Data provided:
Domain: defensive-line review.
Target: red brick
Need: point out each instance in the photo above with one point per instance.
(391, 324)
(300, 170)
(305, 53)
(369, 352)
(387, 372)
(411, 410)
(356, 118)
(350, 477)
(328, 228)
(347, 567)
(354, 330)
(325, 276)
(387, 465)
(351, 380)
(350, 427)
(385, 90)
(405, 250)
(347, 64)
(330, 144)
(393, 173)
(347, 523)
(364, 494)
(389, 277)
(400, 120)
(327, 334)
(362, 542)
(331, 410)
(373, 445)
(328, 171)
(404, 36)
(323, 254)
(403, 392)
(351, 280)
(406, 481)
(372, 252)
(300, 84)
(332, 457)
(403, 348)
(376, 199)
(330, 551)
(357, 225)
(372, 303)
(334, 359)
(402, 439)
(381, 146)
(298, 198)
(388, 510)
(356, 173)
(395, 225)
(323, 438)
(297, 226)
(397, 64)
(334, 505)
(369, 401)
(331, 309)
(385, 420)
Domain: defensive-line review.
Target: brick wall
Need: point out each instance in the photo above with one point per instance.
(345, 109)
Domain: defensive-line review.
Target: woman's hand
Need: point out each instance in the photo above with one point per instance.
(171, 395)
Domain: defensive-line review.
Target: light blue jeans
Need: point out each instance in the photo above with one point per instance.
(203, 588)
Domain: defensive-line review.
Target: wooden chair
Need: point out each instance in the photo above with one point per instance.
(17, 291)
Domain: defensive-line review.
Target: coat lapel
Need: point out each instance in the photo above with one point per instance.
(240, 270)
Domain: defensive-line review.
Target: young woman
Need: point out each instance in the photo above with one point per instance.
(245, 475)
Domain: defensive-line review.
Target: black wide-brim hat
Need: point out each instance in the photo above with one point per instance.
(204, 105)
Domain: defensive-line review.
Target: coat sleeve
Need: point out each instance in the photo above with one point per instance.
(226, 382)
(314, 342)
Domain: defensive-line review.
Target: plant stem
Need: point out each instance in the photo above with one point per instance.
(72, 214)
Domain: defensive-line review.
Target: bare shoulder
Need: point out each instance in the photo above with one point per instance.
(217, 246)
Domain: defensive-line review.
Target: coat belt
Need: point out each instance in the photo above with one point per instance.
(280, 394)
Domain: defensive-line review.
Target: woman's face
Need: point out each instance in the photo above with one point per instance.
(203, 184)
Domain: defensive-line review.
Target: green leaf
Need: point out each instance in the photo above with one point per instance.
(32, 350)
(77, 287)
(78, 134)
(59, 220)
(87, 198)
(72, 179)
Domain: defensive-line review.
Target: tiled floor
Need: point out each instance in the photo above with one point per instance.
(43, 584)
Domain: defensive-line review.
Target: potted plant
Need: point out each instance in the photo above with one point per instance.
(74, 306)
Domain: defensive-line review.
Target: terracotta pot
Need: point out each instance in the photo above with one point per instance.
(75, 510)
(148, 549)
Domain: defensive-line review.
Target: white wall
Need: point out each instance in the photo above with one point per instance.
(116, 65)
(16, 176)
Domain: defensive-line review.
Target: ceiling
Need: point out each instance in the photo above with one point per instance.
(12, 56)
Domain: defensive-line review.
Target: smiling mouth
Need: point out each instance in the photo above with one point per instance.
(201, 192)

---

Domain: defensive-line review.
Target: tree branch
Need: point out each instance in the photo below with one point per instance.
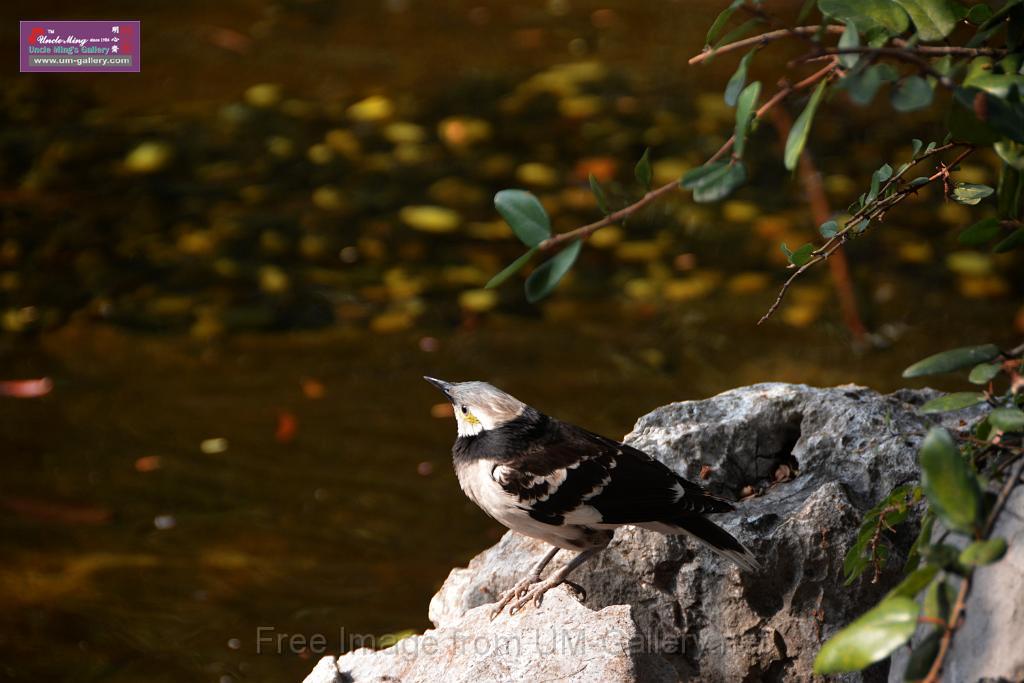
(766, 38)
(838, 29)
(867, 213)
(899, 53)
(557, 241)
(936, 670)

Exercise objective: Collect and copy out every line in the listing above that contains the word "woman".

Output:
Target: woman's hand
Target: young woman
Target: woman's face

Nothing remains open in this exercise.